**Task:** Recast every line of the records below as a Markdown table with two columns, Number and Line. Give each non-blank line its own row, numbered in order, and leave out blank lines.

**Data provided:**
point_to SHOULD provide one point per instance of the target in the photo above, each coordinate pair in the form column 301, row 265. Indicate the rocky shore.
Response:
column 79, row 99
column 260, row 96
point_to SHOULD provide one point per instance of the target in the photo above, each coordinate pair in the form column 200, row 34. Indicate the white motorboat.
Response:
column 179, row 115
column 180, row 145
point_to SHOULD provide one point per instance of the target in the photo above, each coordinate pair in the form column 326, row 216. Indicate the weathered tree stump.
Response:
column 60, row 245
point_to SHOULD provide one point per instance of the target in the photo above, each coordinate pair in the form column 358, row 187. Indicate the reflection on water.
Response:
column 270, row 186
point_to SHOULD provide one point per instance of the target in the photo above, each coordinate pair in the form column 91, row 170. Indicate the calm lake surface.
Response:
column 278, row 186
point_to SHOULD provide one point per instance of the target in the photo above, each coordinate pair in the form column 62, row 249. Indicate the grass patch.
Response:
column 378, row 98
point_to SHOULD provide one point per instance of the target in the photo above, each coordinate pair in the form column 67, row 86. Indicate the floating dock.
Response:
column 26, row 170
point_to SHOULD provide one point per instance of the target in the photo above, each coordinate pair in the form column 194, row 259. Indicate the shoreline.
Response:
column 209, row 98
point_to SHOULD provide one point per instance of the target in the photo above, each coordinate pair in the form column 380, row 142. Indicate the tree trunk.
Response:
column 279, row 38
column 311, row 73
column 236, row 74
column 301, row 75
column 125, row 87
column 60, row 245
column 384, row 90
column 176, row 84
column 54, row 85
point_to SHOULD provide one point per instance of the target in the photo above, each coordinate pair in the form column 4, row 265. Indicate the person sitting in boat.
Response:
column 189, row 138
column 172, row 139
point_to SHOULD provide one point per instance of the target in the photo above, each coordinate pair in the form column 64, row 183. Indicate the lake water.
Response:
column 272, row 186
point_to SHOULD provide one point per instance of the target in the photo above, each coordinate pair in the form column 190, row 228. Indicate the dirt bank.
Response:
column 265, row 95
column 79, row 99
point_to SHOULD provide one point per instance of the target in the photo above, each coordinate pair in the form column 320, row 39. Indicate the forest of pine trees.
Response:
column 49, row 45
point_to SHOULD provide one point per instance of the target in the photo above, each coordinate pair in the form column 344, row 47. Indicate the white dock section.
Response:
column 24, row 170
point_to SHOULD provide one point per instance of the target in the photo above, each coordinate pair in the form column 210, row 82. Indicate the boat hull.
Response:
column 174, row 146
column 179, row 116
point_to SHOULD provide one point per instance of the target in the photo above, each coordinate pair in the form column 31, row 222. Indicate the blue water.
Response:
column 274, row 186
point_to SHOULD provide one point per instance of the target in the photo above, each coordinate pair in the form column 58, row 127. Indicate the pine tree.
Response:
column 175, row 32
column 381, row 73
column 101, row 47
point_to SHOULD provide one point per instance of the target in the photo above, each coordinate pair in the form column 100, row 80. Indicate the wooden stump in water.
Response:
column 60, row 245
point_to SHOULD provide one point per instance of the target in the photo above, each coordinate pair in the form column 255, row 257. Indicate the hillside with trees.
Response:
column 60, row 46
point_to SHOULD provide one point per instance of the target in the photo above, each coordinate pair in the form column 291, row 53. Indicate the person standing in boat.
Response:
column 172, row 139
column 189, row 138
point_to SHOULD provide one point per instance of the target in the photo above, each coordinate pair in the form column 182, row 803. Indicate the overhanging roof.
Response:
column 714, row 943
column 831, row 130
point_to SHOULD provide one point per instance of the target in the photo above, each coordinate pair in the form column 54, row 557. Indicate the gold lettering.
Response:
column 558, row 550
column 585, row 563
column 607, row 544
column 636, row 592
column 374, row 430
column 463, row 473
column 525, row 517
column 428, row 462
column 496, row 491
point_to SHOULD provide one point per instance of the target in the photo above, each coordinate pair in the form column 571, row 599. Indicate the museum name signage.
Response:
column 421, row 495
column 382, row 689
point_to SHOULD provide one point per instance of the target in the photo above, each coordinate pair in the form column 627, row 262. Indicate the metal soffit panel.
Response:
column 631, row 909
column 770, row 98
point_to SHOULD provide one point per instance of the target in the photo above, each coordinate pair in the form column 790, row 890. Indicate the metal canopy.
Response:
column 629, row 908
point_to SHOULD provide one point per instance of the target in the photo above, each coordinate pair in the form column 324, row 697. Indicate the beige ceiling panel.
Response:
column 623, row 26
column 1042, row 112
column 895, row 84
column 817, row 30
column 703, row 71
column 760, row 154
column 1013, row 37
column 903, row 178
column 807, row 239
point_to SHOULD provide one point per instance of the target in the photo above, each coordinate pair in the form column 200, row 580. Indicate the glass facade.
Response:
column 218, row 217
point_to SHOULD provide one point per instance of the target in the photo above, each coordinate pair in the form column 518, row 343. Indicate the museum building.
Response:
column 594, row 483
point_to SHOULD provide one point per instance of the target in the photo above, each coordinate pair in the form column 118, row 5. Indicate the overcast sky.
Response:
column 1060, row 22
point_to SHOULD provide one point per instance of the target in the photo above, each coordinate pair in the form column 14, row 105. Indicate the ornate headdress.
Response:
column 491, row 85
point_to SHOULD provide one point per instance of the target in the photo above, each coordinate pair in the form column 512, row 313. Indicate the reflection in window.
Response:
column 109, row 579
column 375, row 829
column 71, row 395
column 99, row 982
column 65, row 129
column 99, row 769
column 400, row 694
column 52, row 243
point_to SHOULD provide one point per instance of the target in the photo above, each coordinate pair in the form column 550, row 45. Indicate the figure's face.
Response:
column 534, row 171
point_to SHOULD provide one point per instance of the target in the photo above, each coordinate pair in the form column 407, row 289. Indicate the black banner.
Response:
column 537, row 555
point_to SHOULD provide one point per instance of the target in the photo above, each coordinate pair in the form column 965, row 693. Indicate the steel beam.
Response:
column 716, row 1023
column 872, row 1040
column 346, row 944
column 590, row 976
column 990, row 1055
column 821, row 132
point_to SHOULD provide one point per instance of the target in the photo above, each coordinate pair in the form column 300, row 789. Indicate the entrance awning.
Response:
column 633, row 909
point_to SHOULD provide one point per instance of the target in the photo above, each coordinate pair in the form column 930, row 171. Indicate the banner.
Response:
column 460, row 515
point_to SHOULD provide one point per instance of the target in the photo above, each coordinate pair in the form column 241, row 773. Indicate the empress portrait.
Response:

**Exercise answer:**
| Number | Line |
|---|---|
| 1 | point_to SHOULD provide one point per instance of the target in the photo above, each coordinate pair in the form column 301, row 265. Indicate the rocky shore. |
| 2 | Response: |
| 3 | column 79, row 99 |
| 4 | column 260, row 96 |
| 5 | point_to SHOULD provide one point per instance of the target in the photo above, each coordinate pair in the form column 200, row 34. Indicate the white motorboat. |
| 6 | Response: |
| 7 | column 179, row 115 |
| 8 | column 180, row 145 |
| 9 | point_to SHOULD provide one point per instance of the target in the photo above, each coordinate pair in the form column 326, row 216. Indicate the weathered tree stump. |
| 10 | Response: |
| 11 | column 60, row 245 |
| 12 | point_to SHOULD provide one point per instance of the target in the photo above, each coordinate pair in the form column 358, row 187. Indicate the reflection on water. |
| 13 | Response: |
| 14 | column 270, row 186 |
| 15 | point_to SHOULD provide one point per instance of the target in the photo above, each coordinate pair in the form column 91, row 170. Indicate the calm lake surface. |
| 16 | Response: |
| 17 | column 278, row 186 |
| 18 | point_to SHOULD provide one point per instance of the target in the photo above, each coordinate pair in the form column 62, row 249. Indicate the grass patch. |
| 19 | Response: |
| 20 | column 378, row 98 |
| 21 | point_to SHOULD provide one point per instance of the target in the photo above, each coordinate pair in the form column 67, row 86. Indicate the floating dock. |
| 22 | Response: |
| 23 | column 26, row 170 |
| 24 | point_to SHOULD provide one point per instance of the target in the photo above, each coordinate pair in the form column 194, row 259. Indicate the shoreline. |
| 25 | Response: |
| 26 | column 209, row 98 |
| 27 | point_to SHOULD provide one point per instance of the target in the photo above, each coordinate pair in the form column 380, row 142. Indicate the tree trunk. |
| 28 | Response: |
| 29 | column 279, row 38 |
| 30 | column 311, row 73 |
| 31 | column 236, row 74 |
| 32 | column 301, row 75 |
| 33 | column 125, row 87 |
| 34 | column 60, row 245 |
| 35 | column 384, row 90 |
| 36 | column 176, row 84 |
| 37 | column 54, row 85 |
| 38 | point_to SHOULD provide one point per instance of the target in the photo above, each coordinate pair in the form column 4, row 265. Indicate the person sitting in boat. |
| 39 | Response: |
| 40 | column 189, row 138 |
| 41 | column 172, row 139 |
| 42 | point_to SHOULD provide one point per instance of the target in the photo above, each coordinate pair in the form column 64, row 183. Indicate the lake water. |
| 43 | Response: |
| 44 | column 272, row 186 |
| 45 | point_to SHOULD provide one point per instance of the target in the photo above, each coordinate pair in the form column 190, row 228. Indicate the dirt bank. |
| 46 | Response: |
| 47 | column 265, row 95 |
| 48 | column 79, row 99 |
| 49 | point_to SHOULD provide one point per instance of the target in the photo above, each coordinate pair in the form column 320, row 39. Indicate the forest of pine trees. |
| 50 | Response: |
| 51 | column 49, row 45 |
| 52 | point_to SHOULD provide one point per instance of the target in the photo above, each coordinate pair in the form column 344, row 47. Indicate the white dock section. |
| 53 | Response: |
| 54 | column 24, row 170 |
| 55 | point_to SHOULD provide one point per instance of the target in the photo above, each coordinate pair in the form column 210, row 82. Indicate the boat hull. |
| 56 | Response: |
| 57 | column 174, row 146 |
| 58 | column 179, row 116 |
| 59 | point_to SHOULD provide one point per instance of the target in the photo above, each coordinate pair in the form column 31, row 222. Indicate the blue water. |
| 60 | Response: |
| 61 | column 274, row 186 |
| 62 | point_to SHOULD provide one point per instance of the target in the photo above, each coordinate pair in the form column 58, row 127. Indicate the pine tree. |
| 63 | Response: |
| 64 | column 175, row 32 |
| 65 | column 381, row 73 |
| 66 | column 101, row 47 |
| 67 | point_to SHOULD provide one point per instance of the target in the photo above, each coordinate pair in the form column 100, row 80. Indicate the wooden stump in water. |
| 68 | Response: |
| 69 | column 60, row 245 |
| 70 | point_to SHOULD provide one point per instance of the target in the photo above, each coordinate pair in the form column 255, row 257. Indicate the hillside with trees. |
| 71 | Response: |
| 72 | column 60, row 46 |
| 73 | point_to SHOULD provide one point per instance of the target in the photo above, each coordinate pair in the form column 291, row 53. Indicate the person standing in boat. |
| 74 | Response: |
| 75 | column 172, row 139 |
| 76 | column 189, row 138 |
| 77 | point_to SHOULD provide one point per instance of the target in the photo above, each coordinate pair in the form column 182, row 803. Indicate the overhanging roof. |
| 78 | Response: |
| 79 | column 714, row 943 |
| 80 | column 831, row 130 |
| 81 | point_to SHOULD provide one point per instance of the target in the photo above, each coordinate pair in the form column 54, row 557. Indicate the gold lettering. |
| 82 | Response: |
| 83 | column 558, row 550 |
| 84 | column 585, row 563 |
| 85 | column 607, row 544 |
| 86 | column 636, row 592 |
| 87 | column 374, row 430 |
| 88 | column 463, row 473 |
| 89 | column 525, row 517 |
| 90 | column 428, row 462 |
| 91 | column 496, row 491 |
| 92 | point_to SHOULD provide one point per instance of the target in the photo above, each coordinate pair in the form column 571, row 599. Indicate the museum name signage. |
| 93 | Response: |
| 94 | column 421, row 495 |
| 95 | column 382, row 689 |
| 96 | point_to SHOULD provide one point per instance of the target in the photo above, each coordinate pair in the form column 627, row 262. Indicate the metal soffit panel. |
| 97 | Response: |
| 98 | column 631, row 909 |
| 99 | column 770, row 98 |
| 100 | point_to SHOULD provide one point per instance of the target in the photo above, each coordinate pair in the form column 790, row 890. Indicate the metal canopy. |
| 101 | Response: |
| 102 | column 629, row 908 |
| 103 | point_to SHOULD provide one point per instance of the target in the photo above, each coordinate pair in the form column 324, row 697. Indicate the beige ceiling panel. |
| 104 | Response: |
| 105 | column 623, row 26 |
| 106 | column 1042, row 112 |
| 107 | column 895, row 84 |
| 108 | column 817, row 30 |
| 109 | column 703, row 71 |
| 110 | column 760, row 154 |
| 111 | column 1013, row 37 |
| 112 | column 903, row 178 |
| 113 | column 807, row 239 |
| 114 | point_to SHOULD provide one point per instance of the target in the photo above, each coordinate pair in the form column 200, row 580. Indicate the glass facade. |
| 115 | Response: |
| 116 | column 218, row 217 |
| 117 | point_to SHOULD provide one point per instance of the target in the photo above, each coordinate pair in the form column 518, row 343. Indicate the museum building. |
| 118 | Response: |
| 119 | column 594, row 483 |
| 120 | point_to SHOULD provide one point per instance of the target in the photo above, each coordinate pair in the form column 118, row 5. Indicate the overcast sky. |
| 121 | Response: |
| 122 | column 1060, row 22 |
| 123 | point_to SHOULD provide one point per instance of the target in the photo above, each coordinate pair in the form column 14, row 105. Indicate the ornate headdress. |
| 124 | Response: |
| 125 | column 491, row 85 |
| 126 | point_to SHOULD provide one point per instance of the target in the photo above, each coordinate pair in the form column 512, row 313. Indicate the reflection in window. |
| 127 | Response: |
| 128 | column 109, row 579 |
| 129 | column 375, row 829 |
| 130 | column 71, row 395 |
| 131 | column 99, row 982 |
| 132 | column 65, row 129 |
| 133 | column 99, row 769 |
| 134 | column 400, row 694 |
| 135 | column 52, row 243 |
| 136 | point_to SHOULD provide one point per instance of the target in the photo above, each coordinate pair in the form column 550, row 45. Indicate the figure's face. |
| 137 | Response: |
| 138 | column 534, row 171 |
| 139 | point_to SHOULD provide one point per instance of the target in the photo above, each coordinate pair in the form column 407, row 289. Indicate the black banner. |
| 140 | Response: |
| 141 | column 537, row 555 |
| 142 | point_to SHOULD provide one point per instance of the target in the photo above, each coordinate pair in the form column 965, row 693. Indicate the steel beam. |
| 143 | Response: |
| 144 | column 716, row 1023 |
| 145 | column 872, row 1040 |
| 146 | column 346, row 944 |
| 147 | column 590, row 976 |
| 148 | column 990, row 1055 |
| 149 | column 821, row 132 |
| 150 | point_to SHOULD provide one point per instance of the target in the photo above, each coordinate pair in the form column 300, row 789. Indicate the entrance awning. |
| 151 | Response: |
| 152 | column 633, row 909 |
| 153 | point_to SHOULD provide one point per instance of the target in the photo above, each coordinate pair in the form column 930, row 171. Indicate the banner. |
| 154 | Response: |
| 155 | column 460, row 515 |
| 156 | point_to SHOULD provide one point per instance of the target in the photo above, each coordinate pair in the form column 241, row 773. Indicate the empress portrait. |
| 157 | Response: |